Required action: Send back the whole listing untouched.

Records provided:
-------------------------

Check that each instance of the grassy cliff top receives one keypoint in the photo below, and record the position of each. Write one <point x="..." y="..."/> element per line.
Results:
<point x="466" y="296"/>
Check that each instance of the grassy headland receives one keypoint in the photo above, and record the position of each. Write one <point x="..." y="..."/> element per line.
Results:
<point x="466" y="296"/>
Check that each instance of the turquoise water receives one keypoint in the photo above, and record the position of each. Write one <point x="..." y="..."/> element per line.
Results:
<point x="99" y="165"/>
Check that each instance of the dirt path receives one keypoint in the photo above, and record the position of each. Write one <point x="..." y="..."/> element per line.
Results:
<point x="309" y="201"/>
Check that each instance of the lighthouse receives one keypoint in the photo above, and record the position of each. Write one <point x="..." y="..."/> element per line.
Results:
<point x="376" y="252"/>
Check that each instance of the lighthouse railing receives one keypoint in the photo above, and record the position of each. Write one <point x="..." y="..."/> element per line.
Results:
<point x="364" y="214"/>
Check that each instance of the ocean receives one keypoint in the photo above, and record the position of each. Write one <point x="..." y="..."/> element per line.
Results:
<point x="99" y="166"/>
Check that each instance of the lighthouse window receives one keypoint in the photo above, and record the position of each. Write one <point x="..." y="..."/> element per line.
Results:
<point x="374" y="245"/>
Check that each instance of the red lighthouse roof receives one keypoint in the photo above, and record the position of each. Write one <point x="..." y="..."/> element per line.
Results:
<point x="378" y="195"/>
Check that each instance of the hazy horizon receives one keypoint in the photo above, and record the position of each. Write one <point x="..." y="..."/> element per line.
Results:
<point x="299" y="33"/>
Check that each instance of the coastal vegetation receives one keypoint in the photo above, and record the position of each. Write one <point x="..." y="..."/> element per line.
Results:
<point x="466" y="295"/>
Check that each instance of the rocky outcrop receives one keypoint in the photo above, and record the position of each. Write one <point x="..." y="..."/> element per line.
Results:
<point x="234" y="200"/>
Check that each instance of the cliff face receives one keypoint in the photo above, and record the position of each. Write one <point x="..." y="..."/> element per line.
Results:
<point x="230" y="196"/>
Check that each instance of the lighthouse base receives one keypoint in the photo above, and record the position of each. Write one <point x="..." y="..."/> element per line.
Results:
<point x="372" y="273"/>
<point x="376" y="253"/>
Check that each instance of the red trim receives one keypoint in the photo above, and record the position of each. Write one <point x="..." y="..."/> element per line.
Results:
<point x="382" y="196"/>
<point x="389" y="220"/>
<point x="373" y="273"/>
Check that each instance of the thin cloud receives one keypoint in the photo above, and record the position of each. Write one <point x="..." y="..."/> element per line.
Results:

-------------------------

Answer to this problem:
Check that each instance of the grassy cliff top receives one keypoint in the photo below, and record the position of each. Write one <point x="..." y="..."/> element per line.
Results:
<point x="466" y="296"/>
Check that each instance of the grassy headland receives one keypoint in the photo above, and record the position of each. Write one <point x="..." y="..."/> element per line.
Results:
<point x="466" y="296"/>
Check that each instance of the turquoise water receives one keypoint in the photo above, and record the position of each. Write one <point x="..." y="..."/> element per line.
Results:
<point x="99" y="165"/>
Check that each instance of the dirt path receives one keypoint in the photo above, and record the position of each. Write one <point x="..." y="..."/> element per line.
Results:
<point x="309" y="201"/>
Check that each instance of the lighthouse receives one keypoint in the photo above, and record the position of each. Write one <point x="..." y="..."/> element per line.
Results:
<point x="376" y="252"/>
Check that each instance of the lighthouse railing receives one keypoint in the photo above, and record the position of each. Write one <point x="..." y="..."/> element per line.
Results:
<point x="364" y="214"/>
Check that each instance of the ocean receives one keypoint in the photo above, and record the position of each. Write one <point x="..." y="..."/> element per line.
Results:
<point x="99" y="166"/>
Check that each instance of the lighthouse window receives one keypoint in the photo above, and record the position of each. Write one <point x="..." y="..."/> element per line.
Results:
<point x="374" y="245"/>
Check that each instance of the red lighthouse roof receives one keypoint in the photo above, and record the position of each. Write one <point x="..." y="..."/> element per line.
Results:
<point x="378" y="195"/>
Check that each instance of the hazy horizon receives one keypoint in the photo above, and record the position of each. Write one <point x="..." y="..."/> element per line.
Results:
<point x="299" y="33"/>
Check that each instance of the coastal vegetation receives one keypoint in the photo above, and record the position of each. Write one <point x="..." y="..."/> element per line.
Results:
<point x="466" y="295"/>
Check that each instance of the rocky outcrop receives one keypoint in the photo above, and record the position of each. Write one <point x="..." y="..."/> element per line.
Results:
<point x="234" y="200"/>
Check that each instance of the cliff face receives one keypoint in the photo above, and record the position of each. Write one <point x="..." y="..."/> element per line.
Results:
<point x="230" y="196"/>
Check that each instance of the lighthouse base receives one keypoint in the photo above, and record the position of each. Write one <point x="..." y="..."/> element per line.
Results:
<point x="372" y="273"/>
<point x="376" y="253"/>
Check that each instance of the red trim receives one keypoint in the photo above, and record the position of each. Write one <point x="..." y="..."/> element per line.
Results:
<point x="382" y="196"/>
<point x="389" y="220"/>
<point x="373" y="273"/>
Check that each instance of the thin cloud receives one keypoint in the photo above, and record the position of each. Write one <point x="..." y="..."/> element per line.
Results:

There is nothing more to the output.